__REQUIREMENT__
Render the items below, from the very first line down to and including the line containing "[[354, 232]]", as a Markdown table with the columns Row and Line, numbering each line and leaving out blank lines.

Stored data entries
§
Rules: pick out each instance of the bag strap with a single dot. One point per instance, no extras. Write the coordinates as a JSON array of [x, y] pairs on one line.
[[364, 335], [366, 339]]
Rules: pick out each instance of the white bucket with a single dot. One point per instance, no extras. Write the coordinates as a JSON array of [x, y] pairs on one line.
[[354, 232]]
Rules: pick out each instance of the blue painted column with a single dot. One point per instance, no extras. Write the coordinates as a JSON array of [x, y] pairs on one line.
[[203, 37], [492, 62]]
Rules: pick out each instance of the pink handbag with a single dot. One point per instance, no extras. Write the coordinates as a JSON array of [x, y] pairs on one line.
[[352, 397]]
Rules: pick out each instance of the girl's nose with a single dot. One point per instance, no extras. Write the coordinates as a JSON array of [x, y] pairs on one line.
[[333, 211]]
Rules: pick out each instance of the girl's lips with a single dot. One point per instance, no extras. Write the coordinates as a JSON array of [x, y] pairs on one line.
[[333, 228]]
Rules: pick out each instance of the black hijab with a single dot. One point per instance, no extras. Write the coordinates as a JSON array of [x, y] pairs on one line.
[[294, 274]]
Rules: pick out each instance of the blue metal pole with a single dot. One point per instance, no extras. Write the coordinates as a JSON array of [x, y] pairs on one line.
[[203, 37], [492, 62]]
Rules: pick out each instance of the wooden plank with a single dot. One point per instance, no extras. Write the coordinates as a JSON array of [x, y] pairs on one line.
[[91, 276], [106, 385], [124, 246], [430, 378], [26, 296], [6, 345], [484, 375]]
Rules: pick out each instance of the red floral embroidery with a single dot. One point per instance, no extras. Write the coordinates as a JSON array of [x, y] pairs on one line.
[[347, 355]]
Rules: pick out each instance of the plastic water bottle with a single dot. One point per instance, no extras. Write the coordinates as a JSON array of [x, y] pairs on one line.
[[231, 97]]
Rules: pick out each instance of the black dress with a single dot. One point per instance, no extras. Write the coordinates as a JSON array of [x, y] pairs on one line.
§
__RESULT OF THE TASK__
| Row | Line |
|---|---|
| 1 | Rules: pick out each instance of the bag strap with a single dot. One point per instance, no extras. Write the coordinates as a JSON array of [x, y] pairs on one line. |
| 2 | [[364, 335], [366, 339]] |
| 3 | Rules: pick out each instance of the white bucket with a single dot. One point per instance, no extras. Write the coordinates as a JSON array of [x, y] pairs on one line. |
| 4 | [[354, 232]] |